* Data provided
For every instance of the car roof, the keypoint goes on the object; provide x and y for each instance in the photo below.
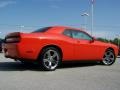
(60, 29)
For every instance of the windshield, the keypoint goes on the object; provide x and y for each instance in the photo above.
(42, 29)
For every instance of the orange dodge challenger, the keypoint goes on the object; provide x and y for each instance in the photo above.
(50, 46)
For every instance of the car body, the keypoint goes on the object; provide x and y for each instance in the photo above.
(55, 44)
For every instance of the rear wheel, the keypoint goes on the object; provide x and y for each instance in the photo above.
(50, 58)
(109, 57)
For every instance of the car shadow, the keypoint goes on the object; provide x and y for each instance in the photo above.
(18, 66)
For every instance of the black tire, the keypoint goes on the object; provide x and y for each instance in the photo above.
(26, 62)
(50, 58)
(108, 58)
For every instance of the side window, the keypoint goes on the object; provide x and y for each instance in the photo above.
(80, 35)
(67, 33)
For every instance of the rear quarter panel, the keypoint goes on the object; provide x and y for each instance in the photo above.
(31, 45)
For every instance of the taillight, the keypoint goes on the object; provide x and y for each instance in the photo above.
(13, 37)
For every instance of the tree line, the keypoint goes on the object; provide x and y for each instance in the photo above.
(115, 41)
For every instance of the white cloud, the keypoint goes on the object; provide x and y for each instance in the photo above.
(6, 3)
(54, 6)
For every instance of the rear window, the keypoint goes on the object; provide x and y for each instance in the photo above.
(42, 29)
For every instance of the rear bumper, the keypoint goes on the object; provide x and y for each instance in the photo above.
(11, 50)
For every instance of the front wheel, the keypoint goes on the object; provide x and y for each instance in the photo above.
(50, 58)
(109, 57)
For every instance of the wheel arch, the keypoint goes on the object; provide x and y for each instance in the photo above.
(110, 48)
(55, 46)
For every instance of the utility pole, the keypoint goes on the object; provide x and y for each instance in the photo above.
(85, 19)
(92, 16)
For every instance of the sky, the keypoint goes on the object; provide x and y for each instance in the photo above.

* Brief
Without the pictures, write out the whole listing above exactly as it appears.

* Answer for this exercise
For every instance of the car roof, the keypoint goes on the object; provide x and y for each instance in the photo below.
(60, 29)
For every instance of the windshield, the keypoint goes on the object; provide x and y for each instance in the photo above.
(42, 29)
For every instance of the orange dodge challenger, the keypoint goes on the object; provide x and y for each instance in the photo above.
(50, 46)
For every instance of the car body, the keypoint goes on the object; provide x and y for each instance in the photo above.
(55, 44)
For every instance of the rear wheel, the keypoint goes on the object; provide x and y for each instance in the photo above.
(50, 58)
(109, 57)
For every instance of the car shadow, the keypoint goes on the object; provide x and y for each instance in the photo above.
(18, 66)
For every instance of the black tire, the keypoint goes on the object; provide x and y for each instance in the photo above.
(26, 62)
(50, 58)
(108, 58)
For every instance of the side window, the keypoint goes on the object; provide x and y for each instance in the photo above.
(80, 35)
(67, 33)
For every instance of the rear quarter panel, the keypoint goes on the object; provide x and y for each instance in the photo above.
(31, 45)
For every instance of the taillight, the keypoint goes on the object; provide x and y for each instance in the photo above.
(13, 37)
For every instance of the tree line, the keypoint goes on the object; provide x and y for each instance in the photo above.
(115, 41)
For every instance of the white cloud, the keypoint goes on the object; provide x and y for each instance in the photo above.
(6, 3)
(54, 6)
For every instance of the rear window, the keypoint goes on the object; provide x and y for each instance in the photo above.
(42, 29)
For every instance of the rear bumper, the keypoint goes on the object; provide x and y for each instance in the photo above.
(11, 50)
For every instance of the front wheel, the keypoint goes on the object; provide x and y for each instance in the photo above.
(50, 58)
(109, 57)
For every instance of the wheel arch, the keypoint goes on the object; provide x and y for each instance in the photo above.
(110, 48)
(55, 46)
For every instance of the utility pole, the keypoint goes on the object; provide x and y for each instance in the photo above.
(85, 19)
(92, 16)
For every instance of the sky, the keypoint goes on the object; provide x and y for each instance in the photo above.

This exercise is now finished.